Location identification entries
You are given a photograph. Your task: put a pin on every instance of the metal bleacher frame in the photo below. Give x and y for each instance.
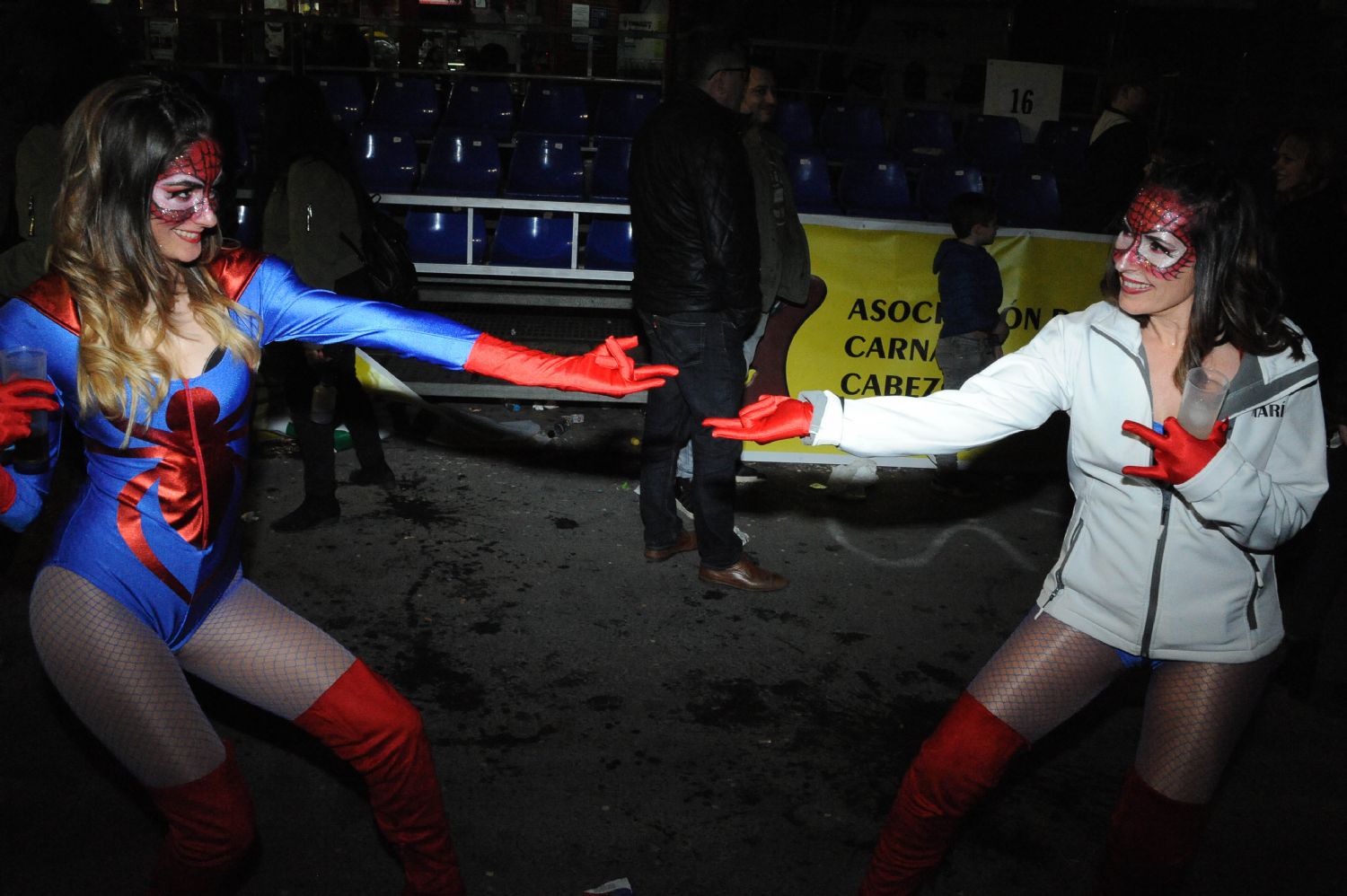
(517, 285)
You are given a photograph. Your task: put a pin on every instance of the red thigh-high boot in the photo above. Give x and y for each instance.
(961, 761)
(210, 828)
(372, 726)
(1150, 841)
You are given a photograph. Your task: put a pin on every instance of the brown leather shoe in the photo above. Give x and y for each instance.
(684, 542)
(745, 575)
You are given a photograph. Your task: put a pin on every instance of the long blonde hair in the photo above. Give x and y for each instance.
(115, 145)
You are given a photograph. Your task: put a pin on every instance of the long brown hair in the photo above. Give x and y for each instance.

:: Task details ::
Exactly reproduce each record, leaving out any pictures.

:: Result ::
You are given a photograph. Your task: put a pin on every instance of the metal bleacher frame in the photo below. Give x and y for each instance.
(517, 285)
You are given a photograph. Your task: put a pin on every instance of the red thigh-high boot in the photo above. Give x and y for each instance.
(961, 761)
(210, 828)
(372, 726)
(1150, 841)
You are given a photograph. Your task: put a pin on every instance of the brown leather shoe in the photo above. Give x and y for each instance.
(684, 542)
(745, 575)
You are given a photograph. Your task: put a pin on every instance of the long blonde hair in the photo above. Give x and y for each instance.
(115, 145)
You are given a photograph. Your task: put a pin on every instance of the long brown hair in the photo above. Give x and y for each instance.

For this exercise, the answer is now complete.